─── Dataset

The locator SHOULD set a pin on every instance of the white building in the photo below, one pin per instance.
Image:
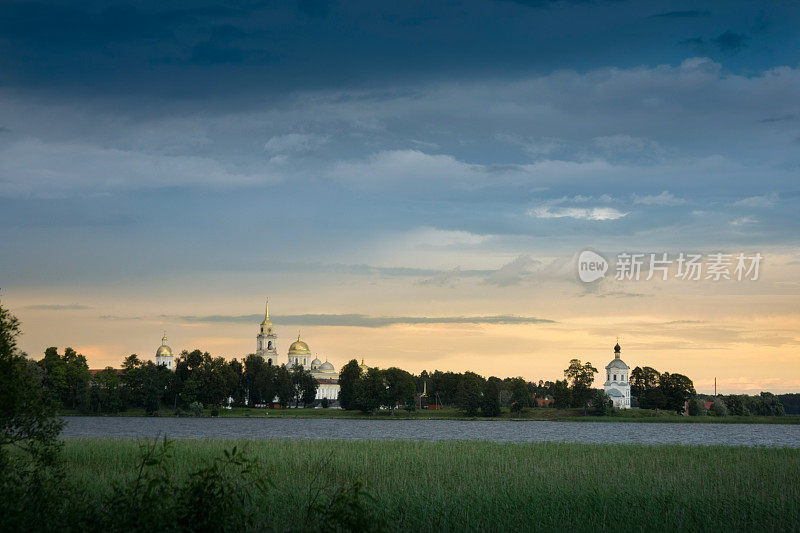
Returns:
(299, 355)
(617, 384)
(164, 354)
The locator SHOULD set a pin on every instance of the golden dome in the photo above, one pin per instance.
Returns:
(267, 321)
(164, 350)
(298, 347)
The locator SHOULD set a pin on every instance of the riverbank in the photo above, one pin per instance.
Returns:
(449, 486)
(448, 413)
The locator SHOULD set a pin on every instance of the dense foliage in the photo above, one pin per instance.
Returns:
(654, 390)
(198, 380)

──────

__What you have to do__.
Would you return the data exactly as written, without the pictures?

__Exercise output__.
The locator SHOULD set a pin on every instance of the white building in the photo below, one pin per instance.
Image:
Returns:
(299, 355)
(617, 384)
(164, 354)
The locator SHOULD set a pin on every instance of the golden dome in the photo above, one pin per instance.
Returns:
(267, 321)
(164, 350)
(298, 347)
The locator SHOULD set a pin on every instance of the riverbank in the photo above, one pin per instance.
Returns:
(449, 486)
(448, 413)
The locator SHOULD set a pin on every instance of the dense foliage in the photo above, one pin per instance.
Returns:
(654, 390)
(198, 380)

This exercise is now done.